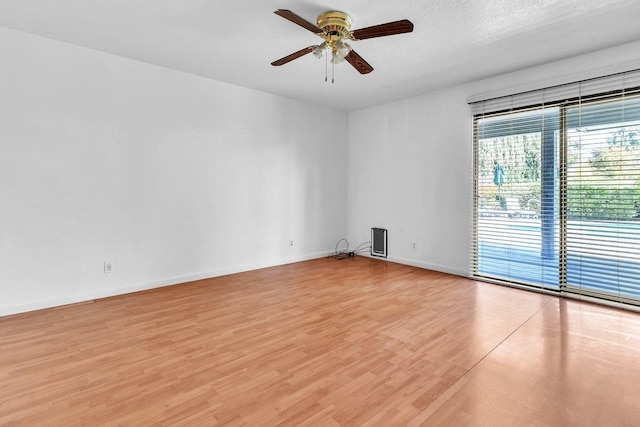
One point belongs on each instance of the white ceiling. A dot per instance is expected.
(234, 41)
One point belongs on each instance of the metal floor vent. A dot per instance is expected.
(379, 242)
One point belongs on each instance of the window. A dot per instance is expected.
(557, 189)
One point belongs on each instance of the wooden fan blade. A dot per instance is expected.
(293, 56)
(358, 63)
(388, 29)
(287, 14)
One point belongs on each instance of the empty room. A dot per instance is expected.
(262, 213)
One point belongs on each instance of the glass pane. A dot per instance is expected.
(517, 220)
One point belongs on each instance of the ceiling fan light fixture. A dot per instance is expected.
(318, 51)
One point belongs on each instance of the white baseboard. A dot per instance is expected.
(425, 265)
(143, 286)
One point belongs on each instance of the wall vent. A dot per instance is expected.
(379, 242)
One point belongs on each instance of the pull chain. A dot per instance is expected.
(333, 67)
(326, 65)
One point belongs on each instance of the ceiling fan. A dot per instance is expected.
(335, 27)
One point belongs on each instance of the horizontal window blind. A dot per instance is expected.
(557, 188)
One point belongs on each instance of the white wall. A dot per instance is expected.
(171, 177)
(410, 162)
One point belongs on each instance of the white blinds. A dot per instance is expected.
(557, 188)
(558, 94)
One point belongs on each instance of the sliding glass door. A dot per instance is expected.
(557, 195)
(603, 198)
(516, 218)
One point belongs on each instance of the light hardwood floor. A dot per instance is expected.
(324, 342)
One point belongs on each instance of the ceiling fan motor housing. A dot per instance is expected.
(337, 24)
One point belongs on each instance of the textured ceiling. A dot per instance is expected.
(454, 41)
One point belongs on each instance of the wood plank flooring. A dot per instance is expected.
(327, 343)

========================

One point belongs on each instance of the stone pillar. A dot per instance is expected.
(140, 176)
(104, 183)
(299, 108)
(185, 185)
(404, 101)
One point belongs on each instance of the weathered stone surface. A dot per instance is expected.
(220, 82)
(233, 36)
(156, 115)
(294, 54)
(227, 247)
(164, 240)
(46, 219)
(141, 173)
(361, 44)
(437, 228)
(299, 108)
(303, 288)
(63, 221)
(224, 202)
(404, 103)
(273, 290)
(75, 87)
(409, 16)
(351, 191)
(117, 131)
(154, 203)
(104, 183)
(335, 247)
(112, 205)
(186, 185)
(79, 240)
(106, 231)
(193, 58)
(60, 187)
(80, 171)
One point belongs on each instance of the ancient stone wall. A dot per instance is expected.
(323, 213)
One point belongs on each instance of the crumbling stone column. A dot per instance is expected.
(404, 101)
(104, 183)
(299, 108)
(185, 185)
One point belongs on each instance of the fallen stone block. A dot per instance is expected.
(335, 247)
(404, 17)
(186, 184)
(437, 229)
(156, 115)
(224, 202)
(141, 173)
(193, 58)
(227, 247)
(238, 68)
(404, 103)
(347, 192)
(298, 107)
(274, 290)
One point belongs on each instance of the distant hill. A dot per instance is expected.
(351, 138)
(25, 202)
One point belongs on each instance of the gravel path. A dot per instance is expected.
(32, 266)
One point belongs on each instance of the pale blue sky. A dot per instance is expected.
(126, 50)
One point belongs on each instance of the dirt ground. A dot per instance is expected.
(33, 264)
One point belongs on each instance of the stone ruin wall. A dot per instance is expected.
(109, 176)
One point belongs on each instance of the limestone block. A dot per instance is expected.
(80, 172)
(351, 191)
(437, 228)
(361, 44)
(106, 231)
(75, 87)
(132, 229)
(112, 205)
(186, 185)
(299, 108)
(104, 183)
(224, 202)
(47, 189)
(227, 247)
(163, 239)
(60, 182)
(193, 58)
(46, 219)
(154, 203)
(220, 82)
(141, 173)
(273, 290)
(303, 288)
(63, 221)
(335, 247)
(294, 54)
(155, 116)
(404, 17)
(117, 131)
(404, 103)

========================

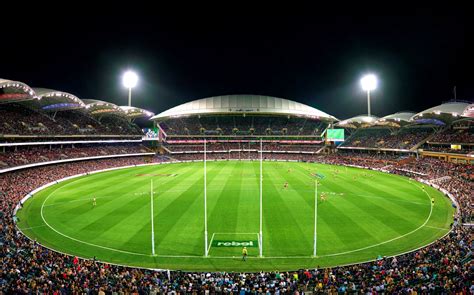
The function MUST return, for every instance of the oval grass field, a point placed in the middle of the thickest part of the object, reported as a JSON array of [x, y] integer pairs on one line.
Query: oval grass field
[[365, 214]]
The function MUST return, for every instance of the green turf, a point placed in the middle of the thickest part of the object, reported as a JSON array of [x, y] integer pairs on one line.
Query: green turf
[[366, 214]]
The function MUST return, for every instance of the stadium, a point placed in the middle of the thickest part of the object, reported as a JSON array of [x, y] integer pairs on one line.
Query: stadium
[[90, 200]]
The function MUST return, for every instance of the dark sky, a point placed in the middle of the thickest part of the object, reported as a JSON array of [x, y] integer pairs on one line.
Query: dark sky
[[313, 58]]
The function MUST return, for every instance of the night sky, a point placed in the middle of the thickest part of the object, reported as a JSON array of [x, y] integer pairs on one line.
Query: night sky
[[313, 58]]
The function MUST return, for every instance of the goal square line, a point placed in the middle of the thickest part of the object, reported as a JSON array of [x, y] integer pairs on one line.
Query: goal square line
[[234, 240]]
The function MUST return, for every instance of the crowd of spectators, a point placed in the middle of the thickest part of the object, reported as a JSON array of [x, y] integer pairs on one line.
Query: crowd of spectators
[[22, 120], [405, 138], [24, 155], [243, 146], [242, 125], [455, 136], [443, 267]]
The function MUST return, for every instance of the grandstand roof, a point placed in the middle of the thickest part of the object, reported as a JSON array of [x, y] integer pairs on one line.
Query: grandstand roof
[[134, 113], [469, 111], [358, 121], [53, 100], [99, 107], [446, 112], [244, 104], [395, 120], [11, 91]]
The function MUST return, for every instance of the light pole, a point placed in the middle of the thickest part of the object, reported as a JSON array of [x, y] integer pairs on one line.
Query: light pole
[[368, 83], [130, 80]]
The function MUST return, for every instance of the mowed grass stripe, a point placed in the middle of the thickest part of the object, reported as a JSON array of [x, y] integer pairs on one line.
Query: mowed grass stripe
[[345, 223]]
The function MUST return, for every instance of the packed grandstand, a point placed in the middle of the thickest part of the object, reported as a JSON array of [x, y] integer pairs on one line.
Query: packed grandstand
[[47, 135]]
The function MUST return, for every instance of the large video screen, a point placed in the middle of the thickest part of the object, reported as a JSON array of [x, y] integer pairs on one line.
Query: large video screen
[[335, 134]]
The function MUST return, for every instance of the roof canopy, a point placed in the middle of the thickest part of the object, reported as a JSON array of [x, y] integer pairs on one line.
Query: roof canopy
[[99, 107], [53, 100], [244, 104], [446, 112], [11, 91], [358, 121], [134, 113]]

========================

_Your objective_
Retype, character for character, the lines above from the one containing "The function MUST return, for every instance of the large" through the one containing "121], [134, 113]]", including both of those lines.

_Written solution_
The function MUST return, for every instance of the large video screen, a point placed in the middle of the thickest part of the object, reported as a JSON array of [x, y] integer pairs on one line.
Query: large video screen
[[335, 134]]
The function MUST return, for every instance of the roof canopy, a point placed in the middle of the thickest part of the object, reported as a JSON array of [x, y] integer pairs on one line.
Query: roof canopy
[[99, 107], [53, 100], [244, 104], [446, 112], [11, 91], [358, 121], [134, 113]]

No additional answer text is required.